STATED GOAL A
Could you duplicate the eyelid movement passage from "The availability of" to "as potential blinks.", word for word?

EXCERPTED PASSAGE
* begin *

8. Separate eyelid movements

In case of overlapping sections between the ending of one eyelid movement and the start of the subsequent one caused by several equal values in the signal, the plateau was split into two equal parts with its center defining the end and the start point, respectively, of the two consecutive eyelid movements.

9. Approval of an eye closure

The availability of the pupil signal from Fuhl et al. (2015) was used to check the visibility of the pupil in the samples in between the start and end point of the eyelid movements Md, Mm, and Mu, excluding the start and end samples. An eyelid movement was discarded if the pupil was visible in all investigated samples of the potential eye blink.

10. Amplitude clustering

In this step the amplitude of the eyelid movements of the set Mu was calculated with the equation Ampq = min(suq − muq, euq − muq); ( (suq ∈ Su) ∧ (muq ∈ Mu) ∧ (euq ∈ Eu)). The resulting values were sorted with a 3-means cluster algorithm (Arthur & Vassilvitskii, 2007). All eyelid movements in the group with the smallest amplitudes were excluded as potential blinks.

* end *

Point labeling examples
* begin *

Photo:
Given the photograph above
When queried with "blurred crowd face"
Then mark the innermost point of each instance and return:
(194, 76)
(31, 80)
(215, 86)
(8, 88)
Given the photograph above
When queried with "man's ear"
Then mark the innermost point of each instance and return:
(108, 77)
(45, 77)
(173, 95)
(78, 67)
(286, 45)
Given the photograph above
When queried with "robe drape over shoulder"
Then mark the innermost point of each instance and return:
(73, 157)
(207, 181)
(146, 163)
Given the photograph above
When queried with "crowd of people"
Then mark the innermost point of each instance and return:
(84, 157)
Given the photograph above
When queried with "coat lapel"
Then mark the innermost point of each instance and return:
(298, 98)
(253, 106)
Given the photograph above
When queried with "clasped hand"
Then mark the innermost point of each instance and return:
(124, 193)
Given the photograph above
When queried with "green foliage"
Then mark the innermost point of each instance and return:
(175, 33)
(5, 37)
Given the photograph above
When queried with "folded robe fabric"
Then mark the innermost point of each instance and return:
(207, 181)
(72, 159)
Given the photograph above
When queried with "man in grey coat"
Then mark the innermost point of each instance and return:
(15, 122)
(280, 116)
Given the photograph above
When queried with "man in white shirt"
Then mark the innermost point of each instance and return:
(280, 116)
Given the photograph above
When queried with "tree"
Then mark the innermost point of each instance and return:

* end *

STATED GOAL B
How many lines of the records contain the word "coat"? Reply with the number alone.

RIGHT ANSWER A
The availability of the pupil signal from Fuhl et al. (2015) was used to check the visibility of the pupil in the samples in between the start and end point of the eyelid movements Md, Mm, and Mu, excluding the start and end samples. An eyelid movement was discarded if the pupil was visible in all investigated samples of the potential eye blink.

10. Amplitude clustering

In this step the amplitude of the eyelid movements of the set Mu was calculated with the equation Ampq = min(suq − muq, euq − muq); ( (suq ∈ Su) ∧ (muq ∈ Mu) ∧ (euq ∈ Eu)). The resulting values were sorted with a 3-means cluster algorithm (Arthur & Vassilvitskii, 2007). All eyelid movements in the group with the smallest amplitudes were excluded as potential blinks.

RIGHT ANSWER B
2